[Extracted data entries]

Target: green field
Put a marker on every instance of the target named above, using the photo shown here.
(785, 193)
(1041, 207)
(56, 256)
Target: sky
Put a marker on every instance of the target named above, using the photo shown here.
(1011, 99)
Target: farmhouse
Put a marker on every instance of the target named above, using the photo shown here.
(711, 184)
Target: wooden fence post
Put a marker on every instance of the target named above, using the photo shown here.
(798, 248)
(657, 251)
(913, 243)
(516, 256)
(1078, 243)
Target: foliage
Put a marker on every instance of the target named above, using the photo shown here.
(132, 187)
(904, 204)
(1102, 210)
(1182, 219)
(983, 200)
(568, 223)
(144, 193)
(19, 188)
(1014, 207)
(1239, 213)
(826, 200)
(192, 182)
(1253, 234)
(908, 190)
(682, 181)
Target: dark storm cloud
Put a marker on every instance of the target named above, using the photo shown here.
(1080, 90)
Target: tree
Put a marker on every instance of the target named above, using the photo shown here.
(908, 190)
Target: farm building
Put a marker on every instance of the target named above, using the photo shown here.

## [Assignment]
Set down nothing but the lines from the one containing "Target: farmhouse" through the final line above, exactly as written.

## [Task response]
Target: farmhouse
Put a marker on every instance of the target named above, using the photo shown here.
(711, 184)
Target: wooden fence post
Put a marker on every instance of the target named above, using the photo shown here.
(798, 248)
(657, 251)
(913, 243)
(516, 256)
(1078, 243)
Target: foliage
Put a marker on every instance of the target named above, using the photo shown here.
(132, 187)
(904, 204)
(1102, 210)
(1182, 219)
(983, 200)
(568, 223)
(144, 193)
(19, 188)
(1014, 207)
(1239, 213)
(826, 200)
(192, 182)
(1253, 234)
(908, 190)
(682, 181)
Target: dark storm cloud
Put a marker on every instance of the target named above, using the photo shown here.
(1080, 90)
Target: tree
Put a marker on every instance of the target named above, using the photo shown here.
(908, 190)
Target: farm building
Put a marker on every instance of the target named above, using the photo shown here.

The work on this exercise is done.